→ **Available data**:
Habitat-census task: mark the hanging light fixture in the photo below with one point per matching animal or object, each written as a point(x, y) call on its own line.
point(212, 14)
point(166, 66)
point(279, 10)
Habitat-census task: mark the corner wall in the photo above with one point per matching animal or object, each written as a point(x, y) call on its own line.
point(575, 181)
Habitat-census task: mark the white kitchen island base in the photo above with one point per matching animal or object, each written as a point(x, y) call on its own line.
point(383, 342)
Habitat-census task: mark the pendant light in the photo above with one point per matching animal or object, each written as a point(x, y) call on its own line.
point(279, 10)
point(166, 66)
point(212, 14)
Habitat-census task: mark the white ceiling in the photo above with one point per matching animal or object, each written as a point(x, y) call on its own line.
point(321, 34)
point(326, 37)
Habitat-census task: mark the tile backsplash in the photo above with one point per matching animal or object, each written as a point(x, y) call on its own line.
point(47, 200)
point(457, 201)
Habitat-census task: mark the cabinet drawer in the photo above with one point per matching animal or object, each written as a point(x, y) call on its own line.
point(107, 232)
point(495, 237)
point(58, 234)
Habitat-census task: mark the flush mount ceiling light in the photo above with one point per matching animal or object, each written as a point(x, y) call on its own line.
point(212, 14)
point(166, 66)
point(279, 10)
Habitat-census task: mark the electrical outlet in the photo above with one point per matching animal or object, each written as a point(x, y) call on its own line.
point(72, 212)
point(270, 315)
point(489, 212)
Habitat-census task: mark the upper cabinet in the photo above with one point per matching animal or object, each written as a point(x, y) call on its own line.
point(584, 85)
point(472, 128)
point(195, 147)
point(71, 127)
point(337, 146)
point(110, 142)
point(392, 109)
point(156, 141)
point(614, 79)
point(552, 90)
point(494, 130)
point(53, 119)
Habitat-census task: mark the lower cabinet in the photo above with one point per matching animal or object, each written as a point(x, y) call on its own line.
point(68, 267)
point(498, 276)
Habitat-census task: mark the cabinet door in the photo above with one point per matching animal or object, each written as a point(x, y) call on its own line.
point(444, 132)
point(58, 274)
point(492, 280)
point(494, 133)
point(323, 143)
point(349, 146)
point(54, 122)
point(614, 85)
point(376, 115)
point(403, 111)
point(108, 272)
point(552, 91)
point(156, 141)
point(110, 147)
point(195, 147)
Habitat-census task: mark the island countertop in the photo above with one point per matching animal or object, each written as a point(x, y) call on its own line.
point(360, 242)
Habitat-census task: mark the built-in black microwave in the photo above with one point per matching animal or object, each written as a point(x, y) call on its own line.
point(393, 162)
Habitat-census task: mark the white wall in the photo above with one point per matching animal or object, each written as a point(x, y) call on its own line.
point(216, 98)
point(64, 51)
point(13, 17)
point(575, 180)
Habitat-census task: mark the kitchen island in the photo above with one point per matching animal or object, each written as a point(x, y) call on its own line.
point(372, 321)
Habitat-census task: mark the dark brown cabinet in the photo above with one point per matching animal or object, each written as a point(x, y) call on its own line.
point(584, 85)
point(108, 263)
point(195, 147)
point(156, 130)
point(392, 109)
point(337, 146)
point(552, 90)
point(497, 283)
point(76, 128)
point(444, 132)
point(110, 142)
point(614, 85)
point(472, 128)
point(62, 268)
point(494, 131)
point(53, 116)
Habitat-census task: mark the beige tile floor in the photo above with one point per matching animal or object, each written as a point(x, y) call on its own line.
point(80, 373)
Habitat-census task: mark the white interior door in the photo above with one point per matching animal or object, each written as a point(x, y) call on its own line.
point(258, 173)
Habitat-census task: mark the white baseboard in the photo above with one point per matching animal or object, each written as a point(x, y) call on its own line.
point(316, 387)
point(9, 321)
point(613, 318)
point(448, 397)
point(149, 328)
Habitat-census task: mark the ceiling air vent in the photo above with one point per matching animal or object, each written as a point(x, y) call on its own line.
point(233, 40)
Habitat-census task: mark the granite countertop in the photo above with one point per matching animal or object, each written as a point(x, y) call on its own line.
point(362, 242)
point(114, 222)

→ **Exercise prompt**:
Write out the listing once more, matching it exactly.

→ **Reply**:
Habitat-census task: mark the hanging light fixture in the photo below with one point per matching animal or object, each written as a point(x, y) call on its own line.
point(212, 14)
point(166, 66)
point(279, 10)
Habitat-census task: mark the corner wall in the photo above with one point per matching animal or object, each written as a point(x, y) call on its own line.
point(575, 181)
Habitat-census task: mark the white kitchen island base in the photo above with one point per matching animal or object, each written as a point(x, y) call on its own line.
point(383, 342)
Habitat-census task: mark the pendant light in the photo above with one point per matching animal or object, each written as a point(x, y) call on its own line.
point(279, 10)
point(166, 66)
point(212, 14)
Habitat-census task: mark the white ceiling in the photo above with one point per matching animal or object, each written as a point(x, y) call on its own line.
point(321, 34)
point(326, 37)
Habitat-census task: mark the tile backsplash in the photo above with one point per matching animal or object, each written as a point(x, y) call on its own line.
point(47, 200)
point(457, 201)
Habitat-census task: mark the cabinet drawer in the photo above with one point per matching animal or object, each written as a point(x, y) call on its own line.
point(107, 232)
point(495, 237)
point(58, 234)
Habitat-census task: mark the flush mount ceiling light in the photo above with one point per matching animal or object, each written as a point(x, y) call on its own line.
point(212, 14)
point(166, 66)
point(279, 10)
Habitat-census task: mark the electrical outlet in the photo above with one point per matching animal or object, each written as a point(x, y) call on its own line.
point(72, 212)
point(270, 315)
point(489, 212)
Habitat-census task: mark the upper cabinet in the photo above with one point per matching animal or object, each written as a point(x, y) call on its own line.
point(584, 85)
point(472, 128)
point(195, 147)
point(71, 127)
point(337, 146)
point(110, 142)
point(392, 109)
point(156, 141)
point(614, 79)
point(552, 90)
point(494, 130)
point(53, 119)
Habitat-census task: mark the lower cabinet in the photo above with one point per matching animal or object, each written as a point(x, y) call on its own line.
point(68, 267)
point(498, 276)
Habitat-census task: mark the cabinet door in the photo above with one point per matching animal or object, each written as a point(x, y) call on its own line.
point(444, 132)
point(58, 274)
point(492, 280)
point(494, 133)
point(323, 143)
point(349, 146)
point(54, 122)
point(614, 85)
point(376, 115)
point(403, 111)
point(108, 272)
point(552, 91)
point(156, 141)
point(110, 147)
point(195, 147)
Habitat-census task: mark the island countertop in the photo above with one point per matching animal or object, each written as a point(x, y) call on its own line.
point(360, 242)
Habitat-census task: mark the built-in black microwave in the photo above with one point per matching animal or object, each written as a point(x, y) call on its own line.
point(393, 162)
Habitat-census task: mark the white wall in the photo above with one point per matching animal or object, each written as a point(x, y) call on its own line.
point(216, 98)
point(64, 51)
point(13, 17)
point(575, 180)
Habitat-census task: mark the kitchen island in the photo above with one point per matching animal or object, each written as a point(x, y) call on its own line.
point(372, 321)
Habitat-census task: mark the dark brown cabinet in the photo above with one point per matching animal or object, each written as a point(x, y) call on its own line.
point(584, 85)
point(108, 263)
point(195, 147)
point(156, 130)
point(392, 109)
point(337, 146)
point(552, 90)
point(497, 283)
point(76, 128)
point(444, 132)
point(110, 142)
point(614, 85)
point(472, 128)
point(62, 268)
point(494, 131)
point(53, 116)
Habitat-census task: mark the beige tile floor in the photo above with one point per matching animal or object, each written as a point(x, y) call on its own line.
point(80, 373)
Habitat-census task: mark the white interior door in the photo above with one point per matching animal or object, each written as a point(x, y) call on its own line.
point(258, 173)
Habitat-census task: mark the white baseboard in the photo above with one point per matching animal or object, each written as a point(x, y) call on its own line.
point(316, 387)
point(9, 321)
point(613, 318)
point(448, 397)
point(149, 328)
Habitat-census task: mark the ceiling air vent in the photo above with one point per matching animal or object, each written as a point(x, y) call on its own line.
point(233, 40)
Habitat-census task: mark the granite countertop in the photo above with one point per matching animal or object, each written as a point(x, y) call on its own line.
point(362, 242)
point(114, 222)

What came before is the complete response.